◆ **Exercise**: Reproduce exactly the final portion of the data: every line from the one containing "mark the stack" through the last line, inclusive.

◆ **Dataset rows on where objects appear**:
▶
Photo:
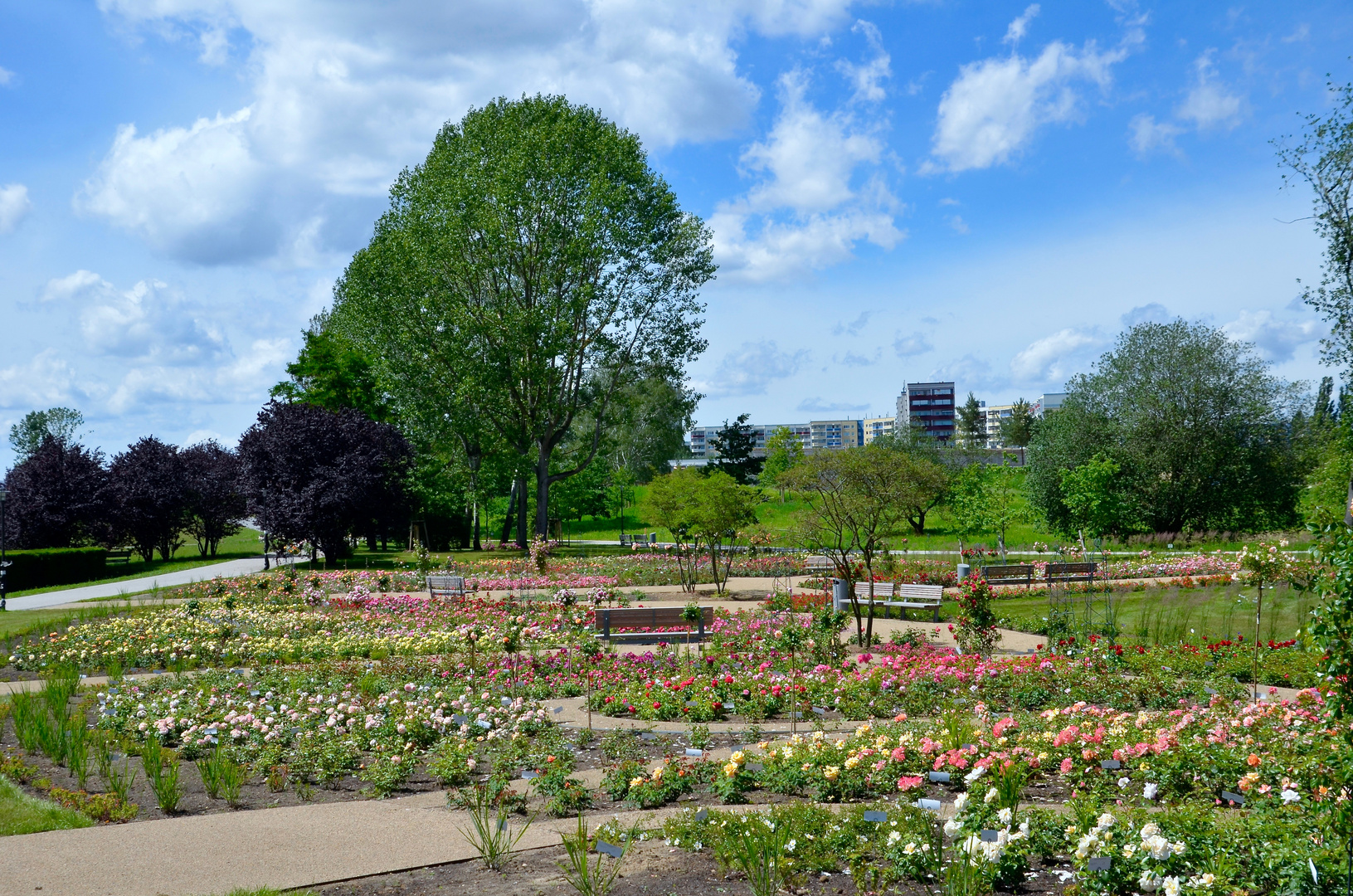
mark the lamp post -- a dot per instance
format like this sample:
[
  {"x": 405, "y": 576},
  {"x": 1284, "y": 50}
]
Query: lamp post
[{"x": 4, "y": 563}]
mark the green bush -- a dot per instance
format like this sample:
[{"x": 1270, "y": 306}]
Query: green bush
[{"x": 53, "y": 566}]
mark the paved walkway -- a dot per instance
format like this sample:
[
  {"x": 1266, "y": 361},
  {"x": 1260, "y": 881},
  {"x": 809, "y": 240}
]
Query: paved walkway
[
  {"x": 285, "y": 848},
  {"x": 135, "y": 587}
]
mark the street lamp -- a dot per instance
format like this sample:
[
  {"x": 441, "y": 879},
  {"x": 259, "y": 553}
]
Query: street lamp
[{"x": 4, "y": 563}]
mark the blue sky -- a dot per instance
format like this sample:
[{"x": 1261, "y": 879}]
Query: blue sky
[{"x": 973, "y": 191}]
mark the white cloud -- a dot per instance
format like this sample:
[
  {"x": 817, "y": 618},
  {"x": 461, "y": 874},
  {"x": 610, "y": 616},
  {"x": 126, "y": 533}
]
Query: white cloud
[
  {"x": 869, "y": 76},
  {"x": 817, "y": 407},
  {"x": 913, "y": 345},
  {"x": 1052, "y": 358},
  {"x": 1019, "y": 27},
  {"x": 344, "y": 95},
  {"x": 752, "y": 367},
  {"x": 73, "y": 286},
  {"x": 1209, "y": 103},
  {"x": 14, "y": 205},
  {"x": 855, "y": 326},
  {"x": 44, "y": 382},
  {"x": 995, "y": 106},
  {"x": 805, "y": 212},
  {"x": 1153, "y": 312},
  {"x": 1276, "y": 338},
  {"x": 1145, "y": 134},
  {"x": 966, "y": 373}
]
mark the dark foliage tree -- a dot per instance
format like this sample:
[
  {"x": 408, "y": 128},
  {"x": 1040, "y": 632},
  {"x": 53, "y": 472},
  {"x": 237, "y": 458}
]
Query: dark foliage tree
[
  {"x": 533, "y": 265},
  {"x": 56, "y": 497},
  {"x": 317, "y": 475},
  {"x": 216, "y": 497},
  {"x": 29, "y": 433},
  {"x": 148, "y": 497},
  {"x": 1198, "y": 428},
  {"x": 735, "y": 443},
  {"x": 1018, "y": 429}
]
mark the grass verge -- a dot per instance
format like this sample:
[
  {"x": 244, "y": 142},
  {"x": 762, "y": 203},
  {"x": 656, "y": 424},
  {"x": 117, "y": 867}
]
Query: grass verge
[{"x": 23, "y": 814}]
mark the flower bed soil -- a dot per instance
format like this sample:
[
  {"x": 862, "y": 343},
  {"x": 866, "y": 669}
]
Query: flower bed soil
[{"x": 651, "y": 869}]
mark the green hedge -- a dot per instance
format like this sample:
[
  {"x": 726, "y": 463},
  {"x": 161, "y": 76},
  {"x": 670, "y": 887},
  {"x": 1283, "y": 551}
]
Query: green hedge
[{"x": 53, "y": 566}]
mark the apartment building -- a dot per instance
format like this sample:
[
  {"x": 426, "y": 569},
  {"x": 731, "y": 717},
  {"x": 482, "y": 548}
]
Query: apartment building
[
  {"x": 928, "y": 407},
  {"x": 838, "y": 433},
  {"x": 876, "y": 426},
  {"x": 701, "y": 437}
]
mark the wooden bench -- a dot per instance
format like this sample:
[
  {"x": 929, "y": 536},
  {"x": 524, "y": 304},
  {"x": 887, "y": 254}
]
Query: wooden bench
[
  {"x": 630, "y": 617},
  {"x": 1012, "y": 574},
  {"x": 447, "y": 585},
  {"x": 903, "y": 596},
  {"x": 1068, "y": 572}
]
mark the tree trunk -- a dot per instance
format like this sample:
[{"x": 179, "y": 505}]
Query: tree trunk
[
  {"x": 521, "y": 512},
  {"x": 512, "y": 510}
]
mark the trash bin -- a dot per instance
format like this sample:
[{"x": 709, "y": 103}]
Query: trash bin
[{"x": 840, "y": 596}]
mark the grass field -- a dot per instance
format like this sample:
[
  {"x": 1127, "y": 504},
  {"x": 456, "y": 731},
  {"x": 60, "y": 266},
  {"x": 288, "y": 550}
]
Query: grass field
[
  {"x": 237, "y": 547},
  {"x": 23, "y": 814}
]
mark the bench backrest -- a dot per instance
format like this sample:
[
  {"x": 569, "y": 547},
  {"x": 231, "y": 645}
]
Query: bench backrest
[
  {"x": 615, "y": 617},
  {"x": 1070, "y": 572},
  {"x": 445, "y": 585},
  {"x": 920, "y": 592},
  {"x": 1011, "y": 572}
]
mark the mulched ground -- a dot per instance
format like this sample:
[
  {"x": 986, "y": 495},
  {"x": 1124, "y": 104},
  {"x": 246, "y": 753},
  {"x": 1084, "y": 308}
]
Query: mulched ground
[{"x": 650, "y": 869}]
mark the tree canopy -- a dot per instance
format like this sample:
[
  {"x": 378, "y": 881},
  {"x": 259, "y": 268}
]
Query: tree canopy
[
  {"x": 1195, "y": 422},
  {"x": 533, "y": 265}
]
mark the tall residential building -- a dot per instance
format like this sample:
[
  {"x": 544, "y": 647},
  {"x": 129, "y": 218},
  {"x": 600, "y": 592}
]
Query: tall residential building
[
  {"x": 838, "y": 433},
  {"x": 995, "y": 415},
  {"x": 930, "y": 407},
  {"x": 1046, "y": 402},
  {"x": 876, "y": 426},
  {"x": 701, "y": 437}
]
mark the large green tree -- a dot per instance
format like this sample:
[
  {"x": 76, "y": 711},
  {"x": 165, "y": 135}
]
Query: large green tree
[
  {"x": 529, "y": 268},
  {"x": 1196, "y": 424},
  {"x": 1323, "y": 158}
]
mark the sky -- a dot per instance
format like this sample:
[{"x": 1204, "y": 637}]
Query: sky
[{"x": 986, "y": 192}]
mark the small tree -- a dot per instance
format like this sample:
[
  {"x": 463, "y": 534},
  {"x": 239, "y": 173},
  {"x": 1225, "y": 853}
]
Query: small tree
[
  {"x": 1264, "y": 563},
  {"x": 1018, "y": 429},
  {"x": 735, "y": 443},
  {"x": 216, "y": 499},
  {"x": 784, "y": 451},
  {"x": 971, "y": 422},
  {"x": 148, "y": 497}
]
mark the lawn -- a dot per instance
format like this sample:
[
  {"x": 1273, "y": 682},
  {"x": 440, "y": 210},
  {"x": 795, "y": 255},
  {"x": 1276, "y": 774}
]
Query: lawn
[
  {"x": 237, "y": 547},
  {"x": 23, "y": 814}
]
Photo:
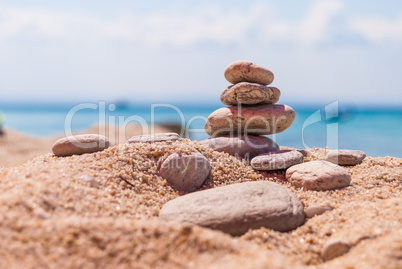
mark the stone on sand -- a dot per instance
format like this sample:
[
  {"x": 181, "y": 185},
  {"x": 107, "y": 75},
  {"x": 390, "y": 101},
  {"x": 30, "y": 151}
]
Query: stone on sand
[
  {"x": 318, "y": 175},
  {"x": 254, "y": 120},
  {"x": 245, "y": 71},
  {"x": 185, "y": 172},
  {"x": 277, "y": 160},
  {"x": 249, "y": 94},
  {"x": 236, "y": 208},
  {"x": 151, "y": 138},
  {"x": 345, "y": 156},
  {"x": 80, "y": 144},
  {"x": 245, "y": 146}
]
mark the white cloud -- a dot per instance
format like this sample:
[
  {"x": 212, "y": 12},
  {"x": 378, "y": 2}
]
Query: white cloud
[
  {"x": 212, "y": 23},
  {"x": 378, "y": 29},
  {"x": 314, "y": 28}
]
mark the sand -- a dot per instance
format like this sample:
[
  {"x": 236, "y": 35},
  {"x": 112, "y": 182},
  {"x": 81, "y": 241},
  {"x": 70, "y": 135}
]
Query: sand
[{"x": 52, "y": 217}]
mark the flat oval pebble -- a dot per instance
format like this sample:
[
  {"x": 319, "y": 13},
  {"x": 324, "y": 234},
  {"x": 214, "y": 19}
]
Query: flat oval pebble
[
  {"x": 251, "y": 120},
  {"x": 318, "y": 175},
  {"x": 244, "y": 146},
  {"x": 236, "y": 208},
  {"x": 185, "y": 172},
  {"x": 334, "y": 248},
  {"x": 315, "y": 210},
  {"x": 245, "y": 71},
  {"x": 80, "y": 144},
  {"x": 152, "y": 138},
  {"x": 345, "y": 156},
  {"x": 249, "y": 94},
  {"x": 277, "y": 160}
]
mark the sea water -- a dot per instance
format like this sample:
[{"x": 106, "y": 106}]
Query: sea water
[{"x": 375, "y": 130}]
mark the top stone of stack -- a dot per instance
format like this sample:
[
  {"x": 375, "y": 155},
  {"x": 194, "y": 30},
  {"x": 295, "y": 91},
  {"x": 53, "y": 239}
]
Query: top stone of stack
[{"x": 245, "y": 71}]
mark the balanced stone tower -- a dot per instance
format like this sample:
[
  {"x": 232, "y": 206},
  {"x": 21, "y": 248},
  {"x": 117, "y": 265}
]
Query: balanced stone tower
[{"x": 252, "y": 113}]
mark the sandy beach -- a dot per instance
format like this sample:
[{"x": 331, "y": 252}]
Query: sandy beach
[{"x": 53, "y": 217}]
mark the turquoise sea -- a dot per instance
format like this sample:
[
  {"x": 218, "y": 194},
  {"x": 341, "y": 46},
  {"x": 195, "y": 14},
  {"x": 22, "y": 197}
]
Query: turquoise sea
[{"x": 377, "y": 130}]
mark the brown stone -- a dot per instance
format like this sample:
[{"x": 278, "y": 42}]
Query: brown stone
[
  {"x": 243, "y": 146},
  {"x": 245, "y": 71},
  {"x": 185, "y": 172},
  {"x": 334, "y": 248},
  {"x": 345, "y": 156},
  {"x": 318, "y": 175},
  {"x": 254, "y": 120},
  {"x": 80, "y": 144},
  {"x": 236, "y": 208},
  {"x": 250, "y": 94},
  {"x": 152, "y": 138}
]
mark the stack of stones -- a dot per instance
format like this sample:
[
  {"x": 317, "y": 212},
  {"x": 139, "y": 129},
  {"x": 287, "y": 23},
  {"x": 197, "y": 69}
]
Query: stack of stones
[{"x": 252, "y": 113}]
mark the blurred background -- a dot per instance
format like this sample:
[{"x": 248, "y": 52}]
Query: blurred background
[{"x": 57, "y": 54}]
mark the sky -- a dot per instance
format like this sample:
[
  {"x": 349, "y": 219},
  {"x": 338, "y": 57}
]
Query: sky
[{"x": 177, "y": 51}]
◀
◆ **Complete output**:
mark the stack of stones -- a dot per instance
format like this sample:
[
  {"x": 317, "y": 212},
  {"x": 139, "y": 129},
  {"x": 287, "y": 23},
  {"x": 197, "y": 69}
]
Query: stack of stones
[{"x": 252, "y": 113}]
mark the blurred background -- a dot per instance
format like this sample:
[{"x": 248, "y": 52}]
Query: blurred background
[{"x": 57, "y": 54}]
mark the sky -- a dot per instance
format like this sample:
[
  {"x": 349, "y": 219},
  {"x": 338, "y": 57}
]
Query: sky
[{"x": 177, "y": 51}]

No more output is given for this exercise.